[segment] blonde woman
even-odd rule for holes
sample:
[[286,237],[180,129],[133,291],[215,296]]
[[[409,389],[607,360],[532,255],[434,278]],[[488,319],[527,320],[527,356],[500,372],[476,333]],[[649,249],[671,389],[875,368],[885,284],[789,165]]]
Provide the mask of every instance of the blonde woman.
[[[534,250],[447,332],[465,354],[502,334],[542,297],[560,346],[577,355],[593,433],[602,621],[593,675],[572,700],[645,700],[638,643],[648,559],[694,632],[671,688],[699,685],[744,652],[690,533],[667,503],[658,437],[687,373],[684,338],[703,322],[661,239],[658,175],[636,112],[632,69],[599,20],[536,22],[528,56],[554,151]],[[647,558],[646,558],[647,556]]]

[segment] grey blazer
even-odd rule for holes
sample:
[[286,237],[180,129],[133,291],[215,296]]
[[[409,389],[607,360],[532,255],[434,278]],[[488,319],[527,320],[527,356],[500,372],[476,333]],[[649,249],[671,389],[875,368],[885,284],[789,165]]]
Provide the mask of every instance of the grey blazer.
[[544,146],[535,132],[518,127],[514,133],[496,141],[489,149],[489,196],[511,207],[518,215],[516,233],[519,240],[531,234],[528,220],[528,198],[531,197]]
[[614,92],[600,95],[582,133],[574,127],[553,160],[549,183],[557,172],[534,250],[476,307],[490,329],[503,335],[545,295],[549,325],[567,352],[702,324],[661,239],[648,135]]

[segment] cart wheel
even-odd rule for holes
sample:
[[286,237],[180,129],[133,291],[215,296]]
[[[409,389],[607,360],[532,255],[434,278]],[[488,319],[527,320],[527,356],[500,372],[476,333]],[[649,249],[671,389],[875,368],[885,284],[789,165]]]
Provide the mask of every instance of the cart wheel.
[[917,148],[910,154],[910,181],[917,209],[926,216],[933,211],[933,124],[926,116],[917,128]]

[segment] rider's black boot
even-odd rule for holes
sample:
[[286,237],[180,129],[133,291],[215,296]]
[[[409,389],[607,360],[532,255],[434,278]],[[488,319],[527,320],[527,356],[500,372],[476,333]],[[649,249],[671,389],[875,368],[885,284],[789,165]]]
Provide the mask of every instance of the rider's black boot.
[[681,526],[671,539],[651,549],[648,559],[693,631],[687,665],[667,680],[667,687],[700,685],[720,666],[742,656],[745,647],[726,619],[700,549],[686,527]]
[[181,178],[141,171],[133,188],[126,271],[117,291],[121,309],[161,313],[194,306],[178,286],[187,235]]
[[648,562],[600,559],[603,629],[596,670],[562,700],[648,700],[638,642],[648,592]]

[What the task asks] All of the records above are to be returned exactly as they stand.

[Answer for the task]
[segment] blonde woman
even-odd rule for holes
sample:
[[286,237],[180,129],[133,291],[215,296]]
[[[409,389],[607,360],[532,255],[434,278]],[[488,319],[527,320],[527,356],[500,372],[476,333]],[[649,249],[671,389],[875,368],[885,284],[789,165]]]
Provide the mask of every instance of the blonde woman.
[[[534,250],[447,332],[465,354],[502,334],[542,297],[560,346],[577,355],[593,433],[602,621],[593,675],[572,700],[645,700],[638,643],[648,559],[694,632],[671,688],[699,685],[744,652],[690,533],[667,503],[658,437],[687,373],[684,338],[703,322],[661,239],[658,175],[636,112],[632,69],[599,20],[536,22],[528,56],[554,151]],[[647,558],[646,558],[647,556]]]

[segment] grey blazer
even-odd rule for holes
sample:
[[286,237],[180,129],[133,291],[215,296]]
[[[409,389],[607,360],[532,255],[434,278]],[[488,319],[527,320],[527,356],[500,372],[476,333]],[[649,249],[671,389],[875,368],[885,284],[789,165]]]
Provide the mask of every instance of the grey blazer.
[[544,146],[535,132],[518,127],[514,133],[496,141],[489,149],[489,196],[511,207],[518,215],[516,233],[519,240],[531,234],[528,220],[528,198],[531,197]]
[[614,92],[600,95],[582,133],[574,127],[553,160],[549,183],[557,172],[534,250],[476,307],[490,329],[503,335],[545,295],[549,325],[567,352],[702,324],[661,239],[648,135]]

[segment] cart wheel
even-odd rule for holes
sample:
[[286,237],[180,129],[133,291],[215,296]]
[[[409,389],[607,360],[532,255],[434,278]],[[488,319],[527,320],[527,356],[500,372],[476,333]],[[649,249],[671,389],[875,368],[885,284],[789,165]]]
Provide the mask of every instance of the cart wheel.
[[917,148],[910,154],[910,181],[917,209],[926,216],[933,211],[933,124],[926,116],[917,128]]

[segment] rider's black boot
even-odd rule for holes
sample:
[[286,237],[180,129],[133,291],[215,296]]
[[[409,389],[607,360],[532,255],[434,278]],[[488,319],[527,320],[527,356],[500,372],[476,333]],[[649,249],[671,389],[875,368],[885,284],[789,165]]]
Provide the mask of every instance of the rider's black boot.
[[681,526],[671,539],[651,549],[648,559],[693,631],[687,665],[667,680],[667,687],[700,685],[720,666],[742,656],[745,647],[726,619],[700,549],[686,527]]
[[181,178],[141,171],[133,188],[126,271],[117,291],[121,309],[161,313],[194,306],[178,286],[187,235]]
[[648,562],[600,559],[603,629],[596,670],[562,700],[648,700],[638,642],[648,592]]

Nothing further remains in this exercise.